I created training data of R&R from ground truth and noticed that each question of ground truth made 10 records of training data without depending on the number of candidate answers of ground truth.
Only the number of questions of ground truth affects the size of R&R training data? I would like to know it because there is size limitation of training data.
noticed that each question of ground truth made 10 records of training data without depending on the number of candidate answers of ground truth
If you are using the python train.py utility to prepare the training data for R&R, the number of candidate answers per question is controlled by the optional -r
(--rows
) argument which specifies the number of answer results that the query returns. The default value is 10, which is what you are seeing.
Similarly, if you are directly using the /fcselect
API call to generate the training data, then you can similarly use the optional rows
parameter to specify the number of candidate answers for which features are generated. Again, the default is 10.

* _Entries provided_:
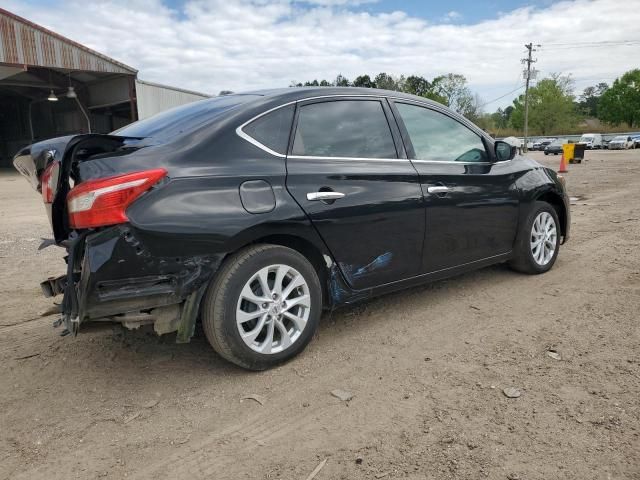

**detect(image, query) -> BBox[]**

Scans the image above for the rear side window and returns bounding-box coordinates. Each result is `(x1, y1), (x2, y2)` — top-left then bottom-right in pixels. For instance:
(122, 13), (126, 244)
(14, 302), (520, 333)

(242, 105), (295, 155)
(293, 100), (397, 158)
(396, 103), (489, 162)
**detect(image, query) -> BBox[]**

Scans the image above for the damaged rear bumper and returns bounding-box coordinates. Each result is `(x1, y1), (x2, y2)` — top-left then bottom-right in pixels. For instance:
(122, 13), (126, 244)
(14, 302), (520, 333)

(50, 224), (224, 342)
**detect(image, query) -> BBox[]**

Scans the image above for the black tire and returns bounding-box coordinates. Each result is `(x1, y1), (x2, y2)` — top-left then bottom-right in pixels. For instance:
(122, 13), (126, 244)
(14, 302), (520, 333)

(202, 244), (322, 370)
(509, 202), (561, 275)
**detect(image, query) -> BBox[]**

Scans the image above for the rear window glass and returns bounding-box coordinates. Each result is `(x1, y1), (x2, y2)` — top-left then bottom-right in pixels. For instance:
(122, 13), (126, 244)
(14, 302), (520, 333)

(293, 100), (397, 158)
(242, 105), (295, 155)
(112, 95), (258, 140)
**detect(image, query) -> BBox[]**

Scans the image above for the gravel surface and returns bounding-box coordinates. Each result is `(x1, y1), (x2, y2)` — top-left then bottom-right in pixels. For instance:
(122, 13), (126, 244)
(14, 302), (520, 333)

(0, 150), (640, 480)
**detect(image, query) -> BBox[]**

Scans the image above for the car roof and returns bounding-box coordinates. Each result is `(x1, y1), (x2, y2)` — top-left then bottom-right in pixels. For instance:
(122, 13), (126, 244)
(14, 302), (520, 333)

(232, 87), (442, 106)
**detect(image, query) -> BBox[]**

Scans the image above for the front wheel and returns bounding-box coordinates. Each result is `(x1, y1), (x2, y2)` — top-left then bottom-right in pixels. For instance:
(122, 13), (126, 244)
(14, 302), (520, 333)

(509, 202), (560, 274)
(202, 245), (322, 370)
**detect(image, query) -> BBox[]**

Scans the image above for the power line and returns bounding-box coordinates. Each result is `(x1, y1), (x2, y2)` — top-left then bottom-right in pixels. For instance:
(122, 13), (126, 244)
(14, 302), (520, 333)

(522, 42), (540, 153)
(542, 40), (640, 50)
(479, 83), (524, 108)
(544, 39), (640, 47)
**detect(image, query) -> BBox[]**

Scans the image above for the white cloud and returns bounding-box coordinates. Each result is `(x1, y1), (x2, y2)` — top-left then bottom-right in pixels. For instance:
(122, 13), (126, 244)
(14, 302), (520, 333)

(5, 0), (640, 108)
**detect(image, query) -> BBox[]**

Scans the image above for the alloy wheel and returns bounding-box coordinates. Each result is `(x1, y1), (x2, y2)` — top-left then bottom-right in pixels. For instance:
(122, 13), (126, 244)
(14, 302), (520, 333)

(531, 212), (558, 266)
(236, 264), (311, 354)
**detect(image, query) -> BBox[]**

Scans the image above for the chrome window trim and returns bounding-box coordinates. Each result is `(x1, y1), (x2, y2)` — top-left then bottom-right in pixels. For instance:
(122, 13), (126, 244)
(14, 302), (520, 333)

(411, 159), (513, 165)
(287, 155), (410, 162)
(236, 93), (496, 160)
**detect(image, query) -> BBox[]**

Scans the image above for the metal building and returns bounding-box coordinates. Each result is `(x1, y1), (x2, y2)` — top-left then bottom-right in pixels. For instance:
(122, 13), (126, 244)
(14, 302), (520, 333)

(0, 8), (208, 167)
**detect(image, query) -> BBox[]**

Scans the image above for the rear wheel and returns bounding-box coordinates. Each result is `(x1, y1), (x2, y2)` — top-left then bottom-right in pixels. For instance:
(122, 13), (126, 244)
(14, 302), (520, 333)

(509, 202), (560, 274)
(202, 245), (322, 370)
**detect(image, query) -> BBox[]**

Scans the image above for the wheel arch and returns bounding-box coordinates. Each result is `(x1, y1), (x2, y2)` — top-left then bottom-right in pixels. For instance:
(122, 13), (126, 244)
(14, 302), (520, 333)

(534, 190), (568, 238)
(220, 233), (337, 308)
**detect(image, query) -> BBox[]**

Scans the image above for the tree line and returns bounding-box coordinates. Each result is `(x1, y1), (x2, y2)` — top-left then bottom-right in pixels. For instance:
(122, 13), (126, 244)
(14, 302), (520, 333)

(290, 72), (481, 120)
(290, 69), (640, 135)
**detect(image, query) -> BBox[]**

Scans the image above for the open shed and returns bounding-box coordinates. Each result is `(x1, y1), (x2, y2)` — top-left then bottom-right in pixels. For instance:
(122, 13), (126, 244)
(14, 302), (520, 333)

(0, 8), (208, 167)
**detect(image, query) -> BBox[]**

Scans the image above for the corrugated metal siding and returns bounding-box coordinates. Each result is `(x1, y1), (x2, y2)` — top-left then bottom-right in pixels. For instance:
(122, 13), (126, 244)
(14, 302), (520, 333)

(0, 8), (136, 75)
(136, 80), (209, 120)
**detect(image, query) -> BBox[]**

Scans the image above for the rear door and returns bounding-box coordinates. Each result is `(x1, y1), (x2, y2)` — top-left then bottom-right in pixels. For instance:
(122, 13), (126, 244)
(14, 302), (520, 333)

(287, 97), (425, 289)
(392, 101), (518, 273)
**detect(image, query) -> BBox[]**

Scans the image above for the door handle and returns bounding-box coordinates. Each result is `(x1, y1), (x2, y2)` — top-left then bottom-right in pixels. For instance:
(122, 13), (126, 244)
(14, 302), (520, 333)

(307, 192), (344, 202)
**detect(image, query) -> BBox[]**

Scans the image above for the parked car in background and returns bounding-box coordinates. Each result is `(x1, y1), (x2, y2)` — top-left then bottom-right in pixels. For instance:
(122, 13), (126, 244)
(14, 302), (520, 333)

(14, 87), (570, 370)
(578, 133), (602, 150)
(533, 138), (555, 151)
(608, 135), (634, 150)
(544, 138), (571, 155)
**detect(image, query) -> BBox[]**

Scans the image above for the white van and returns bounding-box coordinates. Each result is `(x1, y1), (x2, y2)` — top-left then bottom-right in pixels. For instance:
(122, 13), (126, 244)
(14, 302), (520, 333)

(578, 133), (602, 149)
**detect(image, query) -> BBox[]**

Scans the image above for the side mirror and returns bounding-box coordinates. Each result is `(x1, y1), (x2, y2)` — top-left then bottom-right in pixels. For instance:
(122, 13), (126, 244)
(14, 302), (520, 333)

(493, 140), (518, 162)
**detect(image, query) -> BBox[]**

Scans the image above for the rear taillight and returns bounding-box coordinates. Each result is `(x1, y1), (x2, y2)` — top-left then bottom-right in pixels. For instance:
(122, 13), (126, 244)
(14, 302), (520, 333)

(67, 168), (167, 228)
(40, 161), (60, 203)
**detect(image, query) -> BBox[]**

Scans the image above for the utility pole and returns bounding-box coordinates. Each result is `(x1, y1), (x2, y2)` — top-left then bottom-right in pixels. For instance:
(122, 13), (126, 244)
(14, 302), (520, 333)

(522, 42), (540, 152)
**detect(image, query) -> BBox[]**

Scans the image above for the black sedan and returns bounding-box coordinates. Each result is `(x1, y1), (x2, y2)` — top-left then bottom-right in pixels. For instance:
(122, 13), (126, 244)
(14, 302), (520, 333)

(14, 88), (569, 370)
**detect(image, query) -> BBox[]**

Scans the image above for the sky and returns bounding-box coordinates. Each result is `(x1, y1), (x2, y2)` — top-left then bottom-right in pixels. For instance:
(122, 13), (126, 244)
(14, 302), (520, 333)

(3, 0), (640, 111)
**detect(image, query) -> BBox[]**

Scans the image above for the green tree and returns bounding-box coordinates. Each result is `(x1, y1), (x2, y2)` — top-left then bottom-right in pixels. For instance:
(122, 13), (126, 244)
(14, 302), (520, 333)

(373, 72), (398, 90)
(333, 73), (351, 87)
(511, 74), (578, 135)
(429, 73), (477, 116)
(353, 75), (376, 88)
(578, 82), (609, 118)
(404, 75), (431, 97)
(598, 68), (640, 128)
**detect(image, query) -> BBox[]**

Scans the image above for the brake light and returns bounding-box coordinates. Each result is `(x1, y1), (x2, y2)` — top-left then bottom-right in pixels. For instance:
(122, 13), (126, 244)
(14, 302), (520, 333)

(40, 161), (60, 203)
(67, 168), (167, 228)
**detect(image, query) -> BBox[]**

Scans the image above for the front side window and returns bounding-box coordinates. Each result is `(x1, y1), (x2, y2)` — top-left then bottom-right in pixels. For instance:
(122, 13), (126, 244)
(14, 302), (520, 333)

(396, 103), (489, 162)
(293, 100), (397, 158)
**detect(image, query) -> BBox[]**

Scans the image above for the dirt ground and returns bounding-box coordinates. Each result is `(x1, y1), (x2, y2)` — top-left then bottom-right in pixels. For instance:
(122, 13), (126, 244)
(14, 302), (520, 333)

(0, 150), (640, 480)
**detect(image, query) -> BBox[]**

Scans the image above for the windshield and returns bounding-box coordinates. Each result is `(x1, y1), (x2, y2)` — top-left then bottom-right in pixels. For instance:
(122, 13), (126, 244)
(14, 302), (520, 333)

(112, 95), (258, 139)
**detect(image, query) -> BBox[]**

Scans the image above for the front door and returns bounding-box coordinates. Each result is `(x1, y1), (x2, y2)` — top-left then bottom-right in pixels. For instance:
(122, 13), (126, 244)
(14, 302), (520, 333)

(393, 101), (518, 273)
(287, 97), (425, 290)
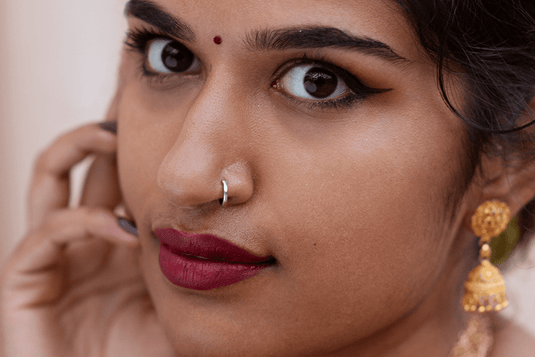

* _What is needed_: In the thread about R&R training data, copy the passage that begins at "Similarly, if you" and ends after "default is 10.", swapping "candidate answers" for "answer candidates".

* _The solution_:
Similarly, if you are directly using the /fcselect
API call to generate the training data, then you can similarly use the optional rows
parameter to specify the number of answer candidates for which features are generated. Again, the default is 10.